_Problem to solve_.
Transcribe all of the records precisely as they are presented.

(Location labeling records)
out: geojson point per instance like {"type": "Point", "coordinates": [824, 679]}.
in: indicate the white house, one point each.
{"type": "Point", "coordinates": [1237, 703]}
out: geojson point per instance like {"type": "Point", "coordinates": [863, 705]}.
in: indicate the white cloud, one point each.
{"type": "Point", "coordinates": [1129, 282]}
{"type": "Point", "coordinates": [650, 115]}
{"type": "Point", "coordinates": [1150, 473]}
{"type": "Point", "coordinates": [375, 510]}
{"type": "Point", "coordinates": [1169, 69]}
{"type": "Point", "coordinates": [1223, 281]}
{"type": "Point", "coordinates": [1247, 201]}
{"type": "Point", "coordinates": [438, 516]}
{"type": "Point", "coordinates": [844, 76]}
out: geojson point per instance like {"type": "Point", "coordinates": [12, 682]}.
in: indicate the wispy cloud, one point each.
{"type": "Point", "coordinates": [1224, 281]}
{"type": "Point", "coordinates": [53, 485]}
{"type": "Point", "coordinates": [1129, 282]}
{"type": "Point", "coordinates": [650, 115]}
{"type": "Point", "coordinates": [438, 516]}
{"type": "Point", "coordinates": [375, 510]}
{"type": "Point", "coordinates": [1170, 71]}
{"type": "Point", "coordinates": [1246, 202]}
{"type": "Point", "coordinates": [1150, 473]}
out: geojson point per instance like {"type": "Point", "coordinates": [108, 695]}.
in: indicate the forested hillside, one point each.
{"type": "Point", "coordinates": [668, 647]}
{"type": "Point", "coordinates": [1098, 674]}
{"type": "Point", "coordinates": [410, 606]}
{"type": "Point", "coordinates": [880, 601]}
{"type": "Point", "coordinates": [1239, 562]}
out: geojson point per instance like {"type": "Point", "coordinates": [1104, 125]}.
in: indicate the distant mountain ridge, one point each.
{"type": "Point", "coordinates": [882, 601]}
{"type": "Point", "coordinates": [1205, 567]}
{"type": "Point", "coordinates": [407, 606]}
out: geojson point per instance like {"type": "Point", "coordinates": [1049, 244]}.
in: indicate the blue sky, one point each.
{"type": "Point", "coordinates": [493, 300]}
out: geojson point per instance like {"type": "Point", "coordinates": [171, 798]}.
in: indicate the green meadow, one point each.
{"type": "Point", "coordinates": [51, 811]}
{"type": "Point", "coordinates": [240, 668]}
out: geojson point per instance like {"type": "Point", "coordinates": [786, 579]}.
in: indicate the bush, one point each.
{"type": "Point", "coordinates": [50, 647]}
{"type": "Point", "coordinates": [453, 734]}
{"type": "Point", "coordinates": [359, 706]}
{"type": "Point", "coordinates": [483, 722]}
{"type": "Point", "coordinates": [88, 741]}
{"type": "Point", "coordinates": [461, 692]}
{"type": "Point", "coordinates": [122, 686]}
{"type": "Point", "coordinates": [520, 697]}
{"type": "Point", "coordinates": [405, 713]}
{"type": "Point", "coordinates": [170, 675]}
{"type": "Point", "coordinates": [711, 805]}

_Exercise answer_.
out: geojson point per instance like {"type": "Point", "coordinates": [824, 679]}.
in: indicate the white house, one point each.
{"type": "Point", "coordinates": [1237, 703]}
out: geojson point per instance like {"type": "Point", "coordinates": [863, 705]}.
in: indicate the white cloud, one point each.
{"type": "Point", "coordinates": [1129, 282]}
{"type": "Point", "coordinates": [650, 115]}
{"type": "Point", "coordinates": [1150, 473]}
{"type": "Point", "coordinates": [375, 510]}
{"type": "Point", "coordinates": [1169, 69]}
{"type": "Point", "coordinates": [1223, 281]}
{"type": "Point", "coordinates": [1247, 201]}
{"type": "Point", "coordinates": [438, 516]}
{"type": "Point", "coordinates": [844, 76]}
out: geojson point per instance like {"type": "Point", "coordinates": [12, 682]}.
in: indicate the wispy cloud, one point each.
{"type": "Point", "coordinates": [1224, 281]}
{"type": "Point", "coordinates": [53, 485]}
{"type": "Point", "coordinates": [1129, 282]}
{"type": "Point", "coordinates": [650, 115]}
{"type": "Point", "coordinates": [438, 516]}
{"type": "Point", "coordinates": [375, 510]}
{"type": "Point", "coordinates": [1170, 71]}
{"type": "Point", "coordinates": [1246, 202]}
{"type": "Point", "coordinates": [1150, 473]}
out: geojson point per instance like {"type": "Point", "coordinates": [108, 695]}.
in: indicate the forested hillside, one point each.
{"type": "Point", "coordinates": [668, 647]}
{"type": "Point", "coordinates": [1098, 674]}
{"type": "Point", "coordinates": [410, 606]}
{"type": "Point", "coordinates": [880, 601]}
{"type": "Point", "coordinates": [1239, 562]}
out: geojson point per instance like {"type": "Point", "coordinates": [1104, 125]}.
in: indicate the distant mountain ridge, one point each.
{"type": "Point", "coordinates": [882, 601]}
{"type": "Point", "coordinates": [1205, 567]}
{"type": "Point", "coordinates": [407, 606]}
out: geojson point per instance like {"type": "Point", "coordinates": [1049, 244]}.
in: indicate the blue sky, one point each.
{"type": "Point", "coordinates": [493, 300]}
out: geojson point per instance like {"type": "Point", "coordinates": [171, 798]}.
in: indicate the green meadow, one point each.
{"type": "Point", "coordinates": [51, 811]}
{"type": "Point", "coordinates": [240, 668]}
out: geojson point per instance like {"type": "Point", "coordinates": [786, 579]}.
in: indicate the bush, one point each.
{"type": "Point", "coordinates": [50, 647]}
{"type": "Point", "coordinates": [453, 734]}
{"type": "Point", "coordinates": [359, 706]}
{"type": "Point", "coordinates": [483, 722]}
{"type": "Point", "coordinates": [88, 741]}
{"type": "Point", "coordinates": [461, 692]}
{"type": "Point", "coordinates": [122, 686]}
{"type": "Point", "coordinates": [520, 697]}
{"type": "Point", "coordinates": [405, 713]}
{"type": "Point", "coordinates": [170, 675]}
{"type": "Point", "coordinates": [711, 805]}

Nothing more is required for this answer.